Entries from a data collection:
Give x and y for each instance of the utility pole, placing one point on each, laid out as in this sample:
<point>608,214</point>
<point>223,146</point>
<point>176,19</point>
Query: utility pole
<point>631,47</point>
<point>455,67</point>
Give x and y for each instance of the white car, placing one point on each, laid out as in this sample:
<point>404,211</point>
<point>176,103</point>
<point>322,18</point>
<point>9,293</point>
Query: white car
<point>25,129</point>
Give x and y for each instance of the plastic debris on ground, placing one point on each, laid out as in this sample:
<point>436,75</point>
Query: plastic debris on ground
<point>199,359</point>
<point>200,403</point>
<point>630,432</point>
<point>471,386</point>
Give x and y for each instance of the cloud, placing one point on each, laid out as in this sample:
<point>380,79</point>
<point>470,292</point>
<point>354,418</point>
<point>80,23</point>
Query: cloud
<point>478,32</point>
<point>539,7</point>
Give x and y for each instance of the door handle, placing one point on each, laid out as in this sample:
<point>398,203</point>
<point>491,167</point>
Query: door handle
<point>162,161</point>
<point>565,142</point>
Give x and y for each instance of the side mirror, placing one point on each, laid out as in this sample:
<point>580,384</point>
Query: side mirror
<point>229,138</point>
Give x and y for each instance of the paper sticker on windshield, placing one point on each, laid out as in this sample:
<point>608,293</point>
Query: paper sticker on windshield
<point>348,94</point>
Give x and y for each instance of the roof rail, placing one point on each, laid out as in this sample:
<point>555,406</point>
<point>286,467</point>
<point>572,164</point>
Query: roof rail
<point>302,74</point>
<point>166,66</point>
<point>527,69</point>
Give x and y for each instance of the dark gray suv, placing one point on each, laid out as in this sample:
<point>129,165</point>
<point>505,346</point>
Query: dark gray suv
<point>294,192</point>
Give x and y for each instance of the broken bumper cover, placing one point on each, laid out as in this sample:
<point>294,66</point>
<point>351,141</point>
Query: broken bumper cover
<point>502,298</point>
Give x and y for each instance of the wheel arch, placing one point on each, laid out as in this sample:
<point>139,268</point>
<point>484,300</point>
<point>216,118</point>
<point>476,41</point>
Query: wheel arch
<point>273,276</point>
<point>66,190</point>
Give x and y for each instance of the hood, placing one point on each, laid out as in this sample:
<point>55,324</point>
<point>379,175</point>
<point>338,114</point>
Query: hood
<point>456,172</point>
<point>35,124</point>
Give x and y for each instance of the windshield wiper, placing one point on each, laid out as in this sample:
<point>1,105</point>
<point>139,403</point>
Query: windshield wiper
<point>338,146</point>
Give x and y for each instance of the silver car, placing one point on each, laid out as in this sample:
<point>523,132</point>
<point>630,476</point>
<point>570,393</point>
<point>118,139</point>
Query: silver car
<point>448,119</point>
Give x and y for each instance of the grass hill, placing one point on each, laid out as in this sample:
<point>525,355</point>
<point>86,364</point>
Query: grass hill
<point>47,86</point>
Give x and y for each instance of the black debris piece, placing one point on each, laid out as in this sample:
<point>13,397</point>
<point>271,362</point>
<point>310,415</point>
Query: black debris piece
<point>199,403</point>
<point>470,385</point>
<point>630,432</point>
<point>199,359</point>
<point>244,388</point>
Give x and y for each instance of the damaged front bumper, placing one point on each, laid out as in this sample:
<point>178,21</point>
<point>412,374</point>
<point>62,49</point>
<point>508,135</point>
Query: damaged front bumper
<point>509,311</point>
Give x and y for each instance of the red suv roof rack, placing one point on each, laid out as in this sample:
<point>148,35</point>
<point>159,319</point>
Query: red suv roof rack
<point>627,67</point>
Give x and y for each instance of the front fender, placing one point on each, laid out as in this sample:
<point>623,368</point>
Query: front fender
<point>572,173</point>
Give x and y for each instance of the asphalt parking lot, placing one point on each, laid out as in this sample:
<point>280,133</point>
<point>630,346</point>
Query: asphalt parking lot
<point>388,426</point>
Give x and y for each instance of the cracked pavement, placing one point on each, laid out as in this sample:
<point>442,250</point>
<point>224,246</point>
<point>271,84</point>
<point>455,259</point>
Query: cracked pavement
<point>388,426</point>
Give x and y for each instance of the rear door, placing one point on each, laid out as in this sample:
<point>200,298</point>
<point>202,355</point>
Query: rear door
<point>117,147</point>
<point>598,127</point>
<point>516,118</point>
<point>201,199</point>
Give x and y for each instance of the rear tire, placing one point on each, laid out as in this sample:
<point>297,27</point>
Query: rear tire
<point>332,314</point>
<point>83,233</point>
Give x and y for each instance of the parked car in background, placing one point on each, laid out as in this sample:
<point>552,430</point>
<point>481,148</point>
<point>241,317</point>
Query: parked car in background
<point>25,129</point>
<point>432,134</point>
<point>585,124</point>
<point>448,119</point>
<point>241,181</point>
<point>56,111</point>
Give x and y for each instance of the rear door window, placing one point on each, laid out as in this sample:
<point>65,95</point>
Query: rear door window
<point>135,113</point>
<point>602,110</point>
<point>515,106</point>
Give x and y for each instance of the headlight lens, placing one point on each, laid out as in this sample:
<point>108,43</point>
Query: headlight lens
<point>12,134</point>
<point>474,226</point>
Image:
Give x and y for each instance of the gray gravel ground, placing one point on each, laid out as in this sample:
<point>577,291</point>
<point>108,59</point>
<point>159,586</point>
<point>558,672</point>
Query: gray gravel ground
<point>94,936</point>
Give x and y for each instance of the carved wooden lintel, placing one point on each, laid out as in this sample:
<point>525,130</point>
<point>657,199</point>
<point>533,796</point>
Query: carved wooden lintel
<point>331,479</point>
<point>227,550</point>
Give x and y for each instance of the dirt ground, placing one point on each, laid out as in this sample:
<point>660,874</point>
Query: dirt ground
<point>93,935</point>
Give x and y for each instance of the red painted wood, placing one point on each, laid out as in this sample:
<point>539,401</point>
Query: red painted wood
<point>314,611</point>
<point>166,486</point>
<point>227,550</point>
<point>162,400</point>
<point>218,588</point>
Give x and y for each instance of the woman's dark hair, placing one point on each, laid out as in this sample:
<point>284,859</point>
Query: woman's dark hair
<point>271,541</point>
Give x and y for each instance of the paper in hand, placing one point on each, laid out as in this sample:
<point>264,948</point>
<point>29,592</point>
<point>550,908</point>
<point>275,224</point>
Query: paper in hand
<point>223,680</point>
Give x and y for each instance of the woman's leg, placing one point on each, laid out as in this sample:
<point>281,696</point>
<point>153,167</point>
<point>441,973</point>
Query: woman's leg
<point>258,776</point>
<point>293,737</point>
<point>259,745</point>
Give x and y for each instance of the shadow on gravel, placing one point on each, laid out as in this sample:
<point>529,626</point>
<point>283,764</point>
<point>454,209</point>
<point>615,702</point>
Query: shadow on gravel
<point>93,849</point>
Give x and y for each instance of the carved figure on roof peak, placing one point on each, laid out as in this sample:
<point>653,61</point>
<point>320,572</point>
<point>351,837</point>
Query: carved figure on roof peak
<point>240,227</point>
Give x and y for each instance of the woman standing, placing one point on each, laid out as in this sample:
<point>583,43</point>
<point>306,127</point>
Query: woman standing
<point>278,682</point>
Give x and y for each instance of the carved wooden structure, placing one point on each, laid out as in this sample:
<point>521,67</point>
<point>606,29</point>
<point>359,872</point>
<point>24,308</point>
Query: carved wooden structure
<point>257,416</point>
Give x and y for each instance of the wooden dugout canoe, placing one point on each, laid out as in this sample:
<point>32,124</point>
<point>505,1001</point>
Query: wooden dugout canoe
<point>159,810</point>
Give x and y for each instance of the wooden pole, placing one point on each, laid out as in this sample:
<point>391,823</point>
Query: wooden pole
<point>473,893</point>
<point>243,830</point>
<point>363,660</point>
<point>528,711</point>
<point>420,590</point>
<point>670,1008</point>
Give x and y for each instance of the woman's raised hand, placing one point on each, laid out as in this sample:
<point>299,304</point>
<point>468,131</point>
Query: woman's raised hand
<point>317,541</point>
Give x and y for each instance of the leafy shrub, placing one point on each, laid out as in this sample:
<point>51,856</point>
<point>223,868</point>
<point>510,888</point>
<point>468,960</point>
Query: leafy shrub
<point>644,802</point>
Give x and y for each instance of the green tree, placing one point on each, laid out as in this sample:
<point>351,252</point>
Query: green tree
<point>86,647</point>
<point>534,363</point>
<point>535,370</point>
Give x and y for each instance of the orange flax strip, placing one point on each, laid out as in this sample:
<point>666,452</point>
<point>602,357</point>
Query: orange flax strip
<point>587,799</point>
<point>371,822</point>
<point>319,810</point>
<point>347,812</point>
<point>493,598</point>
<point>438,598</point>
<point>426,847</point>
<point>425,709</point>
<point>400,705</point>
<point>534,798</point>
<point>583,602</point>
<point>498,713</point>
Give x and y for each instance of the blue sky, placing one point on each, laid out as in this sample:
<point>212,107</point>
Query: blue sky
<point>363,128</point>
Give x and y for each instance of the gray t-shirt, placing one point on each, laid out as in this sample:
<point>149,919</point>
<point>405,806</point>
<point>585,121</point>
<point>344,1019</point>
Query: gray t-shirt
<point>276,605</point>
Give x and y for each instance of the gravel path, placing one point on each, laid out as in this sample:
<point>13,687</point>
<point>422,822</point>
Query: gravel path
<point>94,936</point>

# [Task objective]
Rewrite the entries from the start through the line containing "<point>539,7</point>", swapping "white car" for "silver car" and leaving everything else unchanged.

# [Reply to the task]
Give x and y for each instance of the utility pole, placing one point on each, laid out as in this sample:
<point>608,214</point>
<point>223,146</point>
<point>176,19</point>
Query: utility pole
<point>631,47</point>
<point>455,67</point>
Give x and y for each instance of the silver car, placing one point on each, laid out as in this sample:
<point>404,211</point>
<point>176,103</point>
<point>322,18</point>
<point>9,293</point>
Query: silver car
<point>25,129</point>
Give x and y for each instance of the plastic debris on ground, placing one point on each, laid out as in this sample:
<point>436,75</point>
Query: plastic debris on ground
<point>199,359</point>
<point>200,403</point>
<point>630,432</point>
<point>471,386</point>
Give x and y for each instance of the cloud, placing one point on each, laid out as in this sample:
<point>380,79</point>
<point>470,292</point>
<point>354,418</point>
<point>80,23</point>
Query: cloud
<point>478,32</point>
<point>539,7</point>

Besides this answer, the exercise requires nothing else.